(DATA PROVIDED begins)

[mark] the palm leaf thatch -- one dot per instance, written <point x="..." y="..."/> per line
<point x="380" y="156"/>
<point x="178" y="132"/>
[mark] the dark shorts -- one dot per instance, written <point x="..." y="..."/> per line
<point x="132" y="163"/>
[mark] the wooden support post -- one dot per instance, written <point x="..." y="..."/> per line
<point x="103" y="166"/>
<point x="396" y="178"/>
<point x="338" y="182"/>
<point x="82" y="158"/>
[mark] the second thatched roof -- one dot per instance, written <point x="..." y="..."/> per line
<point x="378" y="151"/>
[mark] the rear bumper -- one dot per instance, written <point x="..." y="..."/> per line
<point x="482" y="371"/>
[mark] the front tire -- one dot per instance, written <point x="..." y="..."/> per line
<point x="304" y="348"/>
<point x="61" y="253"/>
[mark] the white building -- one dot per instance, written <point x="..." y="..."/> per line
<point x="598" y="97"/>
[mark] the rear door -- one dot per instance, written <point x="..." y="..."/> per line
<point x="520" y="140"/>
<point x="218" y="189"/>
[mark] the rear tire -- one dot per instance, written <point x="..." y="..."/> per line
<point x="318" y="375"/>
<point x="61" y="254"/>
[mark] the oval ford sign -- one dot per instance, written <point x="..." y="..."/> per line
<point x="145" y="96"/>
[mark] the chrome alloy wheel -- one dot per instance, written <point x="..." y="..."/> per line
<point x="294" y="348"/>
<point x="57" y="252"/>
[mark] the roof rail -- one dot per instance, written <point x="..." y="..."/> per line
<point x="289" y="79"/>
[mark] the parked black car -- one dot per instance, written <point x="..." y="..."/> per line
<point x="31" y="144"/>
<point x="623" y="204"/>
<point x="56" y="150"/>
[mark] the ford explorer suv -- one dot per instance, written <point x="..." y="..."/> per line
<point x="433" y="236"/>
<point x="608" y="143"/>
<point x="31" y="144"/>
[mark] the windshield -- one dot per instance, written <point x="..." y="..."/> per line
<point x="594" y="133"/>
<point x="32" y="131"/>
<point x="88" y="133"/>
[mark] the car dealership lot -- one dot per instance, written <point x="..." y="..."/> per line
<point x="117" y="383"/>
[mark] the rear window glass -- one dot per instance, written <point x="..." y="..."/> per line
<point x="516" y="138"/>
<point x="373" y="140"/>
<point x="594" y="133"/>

(DATA PROVIDED ends)

### TASK DIRECTIONS
Retype the data in full and match it exactly.

### ANSWER SECTION
[mark] the palm leaf thatch -- one dot per instance, written <point x="..." y="..."/> per line
<point x="380" y="156"/>
<point x="178" y="132"/>
[mark] the dark shorts -- one dot per instance, written <point x="..." y="..."/> per line
<point x="132" y="163"/>
[mark] the wooden support post -- one dot per instance, written <point x="..." y="..."/> per line
<point x="103" y="166"/>
<point x="396" y="178"/>
<point x="338" y="182"/>
<point x="82" y="158"/>
[mark] the second thatched roof -- one dot per instance, written <point x="..." y="..."/> per line
<point x="378" y="151"/>
[mark] the rear bumper -- one dot per instance, written <point x="..." y="..."/> per line
<point x="482" y="371"/>
[mark] the front tire -- one dot per instance, written <point x="..." y="..."/> per line
<point x="304" y="348"/>
<point x="61" y="253"/>
[mark] the white building -- one dot per instance, written <point x="..." y="..."/> per line
<point x="598" y="97"/>
[mark] the rear door -- one dot per instance, written <point x="..." y="..."/> per line
<point x="520" y="140"/>
<point x="218" y="189"/>
[mark] the rear tire -- one dot per instance, written <point x="..." y="..."/> per line
<point x="318" y="375"/>
<point x="61" y="254"/>
[mark] the oval ford sign -- one dot per instance, written <point x="..." y="..."/> per line
<point x="145" y="96"/>
[mark] the chrome alloy wheel -- one dot per instance, written <point x="..." y="..."/> per line
<point x="294" y="348"/>
<point x="57" y="252"/>
[mark] the roof rail -- one dot per instance, written <point x="..." y="..."/> per line
<point x="289" y="79"/>
[mark] the parked black car -- one dot per instance, written <point x="..." y="..."/> per line
<point x="31" y="144"/>
<point x="623" y="204"/>
<point x="56" y="150"/>
[mark] the ford explorer suv -- one dot per instance, written <point x="..." y="..."/> per line
<point x="433" y="236"/>
<point x="608" y="143"/>
<point x="31" y="144"/>
[mark] the windshield -- one dot per instance, written <point x="..." y="..."/> per line
<point x="594" y="133"/>
<point x="32" y="131"/>
<point x="88" y="133"/>
[mark] the car dealership lot -- one dot per instance, written <point x="..." y="..."/> per line
<point x="117" y="383"/>
[mark] the rear window glass -- one dot per instance, written <point x="..." y="..."/> per line
<point x="516" y="138"/>
<point x="373" y="140"/>
<point x="594" y="133"/>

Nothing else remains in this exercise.